EXERCISE: Copy out every line of the records where the string "green" occurs.

Stored data

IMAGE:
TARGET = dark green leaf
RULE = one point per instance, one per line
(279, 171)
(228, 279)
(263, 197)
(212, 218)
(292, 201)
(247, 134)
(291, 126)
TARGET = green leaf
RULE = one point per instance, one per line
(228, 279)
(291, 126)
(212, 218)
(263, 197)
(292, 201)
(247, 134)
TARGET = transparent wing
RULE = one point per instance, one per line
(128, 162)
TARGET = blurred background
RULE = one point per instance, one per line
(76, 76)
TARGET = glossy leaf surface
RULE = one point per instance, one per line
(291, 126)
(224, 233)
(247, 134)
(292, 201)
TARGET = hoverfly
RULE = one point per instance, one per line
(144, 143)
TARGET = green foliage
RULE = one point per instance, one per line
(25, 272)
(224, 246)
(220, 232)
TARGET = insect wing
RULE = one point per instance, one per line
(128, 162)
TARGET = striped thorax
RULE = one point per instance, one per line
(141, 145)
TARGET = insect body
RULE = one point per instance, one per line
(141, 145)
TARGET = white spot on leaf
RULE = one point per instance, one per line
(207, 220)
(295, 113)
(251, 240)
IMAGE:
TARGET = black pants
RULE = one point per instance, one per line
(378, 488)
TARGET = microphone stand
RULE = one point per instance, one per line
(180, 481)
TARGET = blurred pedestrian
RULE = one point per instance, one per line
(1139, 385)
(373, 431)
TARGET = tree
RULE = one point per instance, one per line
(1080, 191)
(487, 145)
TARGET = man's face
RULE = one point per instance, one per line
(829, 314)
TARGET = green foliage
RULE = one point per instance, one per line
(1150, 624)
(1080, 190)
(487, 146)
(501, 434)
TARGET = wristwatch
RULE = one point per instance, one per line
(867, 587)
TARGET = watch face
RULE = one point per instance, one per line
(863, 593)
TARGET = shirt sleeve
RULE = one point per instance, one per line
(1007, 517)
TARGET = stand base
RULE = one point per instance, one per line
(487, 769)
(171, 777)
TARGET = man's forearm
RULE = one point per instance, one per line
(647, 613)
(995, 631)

FINISHED EXERCISE:
TARGET = dark green leaf
TARGET = green leaf
TARGET = green foliage
TARGET = green foliage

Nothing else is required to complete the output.